» **SUPPLIED TEXT**
Suffering from hay fever when pregnant during the spring and summer months can be unbearable, especially at times when the pollen count is high.
Unfortunately, during pregnancy there are certain medications that women have to steer clear of – and some symptoms can be heightened due to changes in your hormones.
Hay fever is usually bad between late March and September, especially when it’s warm, humid and windy because this is when the pollen count is at its highest.
Hay fever when pregnant: What are the symptoms of hay fever?
Hay fever is very common in the UK and according to Allergy UK, almost 18 million people have hay fever to some degree. Hay fever is an allergic reaction to pollen, which is a fine powder released from plants.
Typical symptoms of hay fever include sneezing and coughing, a runny or blocked nose and itchy or watery eyes.
However, you may also suffer with an itchy throat, mouth, nose or ears. Some people may also experience loss of smell, pain around your temples and forehead, and even a headache or earache.
Hay fever symptoms can be worse when you’re pregnant because hormone changes can increase the chances of you feeling bunged up and full of cold.
Hay fever when pregnant:Can I take antihistamines while pregnant?

» **SUPPLIED ENTRIES**
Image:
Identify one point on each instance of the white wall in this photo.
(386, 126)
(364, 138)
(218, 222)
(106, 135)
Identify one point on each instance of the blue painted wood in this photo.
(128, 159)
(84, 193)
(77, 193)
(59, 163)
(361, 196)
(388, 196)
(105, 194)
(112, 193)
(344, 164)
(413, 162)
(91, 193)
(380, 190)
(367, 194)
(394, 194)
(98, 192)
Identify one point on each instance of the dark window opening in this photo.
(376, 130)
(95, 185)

==

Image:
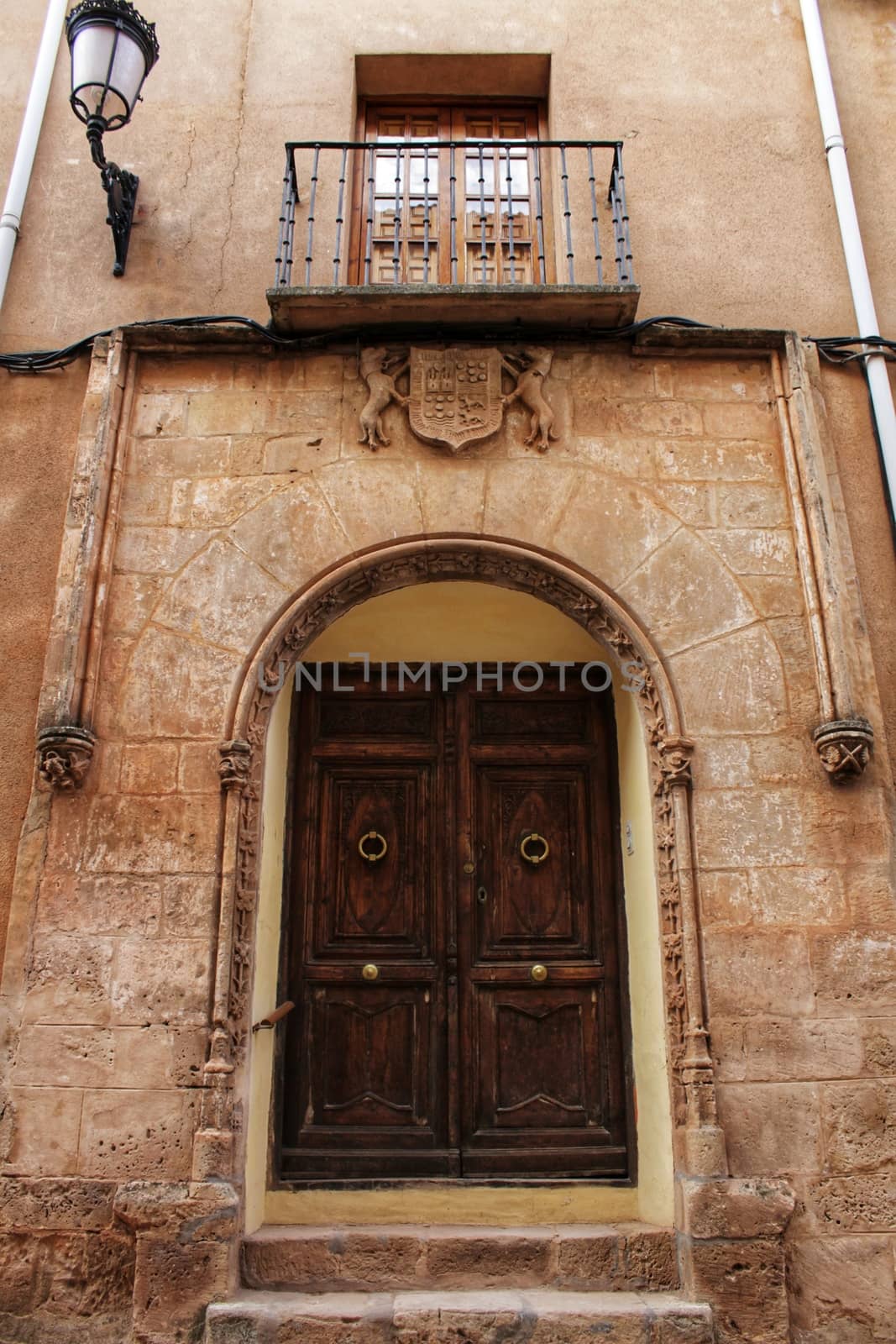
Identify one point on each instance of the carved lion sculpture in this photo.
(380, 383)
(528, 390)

* * *

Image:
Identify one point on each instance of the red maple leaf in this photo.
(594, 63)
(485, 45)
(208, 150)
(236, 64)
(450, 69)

» **ACTIVITY LIST**
**a)** Repeat the hay fever passage word for word, from "Hay fever is very" up to and including "antihistamines while pregnant?".
**b)** Using the hay fever passage, decide whether each statement agrees with it. Answer yes or no for each, and quote the words that decide it: (i) Hay fever is usually bad between late March and September. (ii) Hay fever is an allergic reaction to dust. (iii) Hay fever symptoms can be milder during pregnancy.

» **RESPONSES BY ITEM NUMBER**
**a)**
Hay fever is very common in the UK and according to Allergy UK, almost 18 million people have hay fever to some degree. Hay fever is an allergic reaction to pollen, which is a fine powder released from plants.
Typical symptoms of hay fever include sneezing and coughing, a runny or blocked nose and itchy or watery eyes.
However, you may also suffer with an itchy throat, mouth, nose or ears. Some people may also experience loss of smell, pain around your temples and forehead, and even a headache or earache.
Hay fever symptoms can be worse when you’re pregnant because hormone changes can increase the chances of you feeling bunged up and full of cold.
Hay fever when pregnant:Can I take antihistamines while pregnant?

**b)**
(i) Yes: "Hay fever is usually bad between late March and September"
(ii) No: "Hay fever is an allergic reaction to pollen"
(iii) No: "Hay fever symptoms can be worse when you’re pregnant"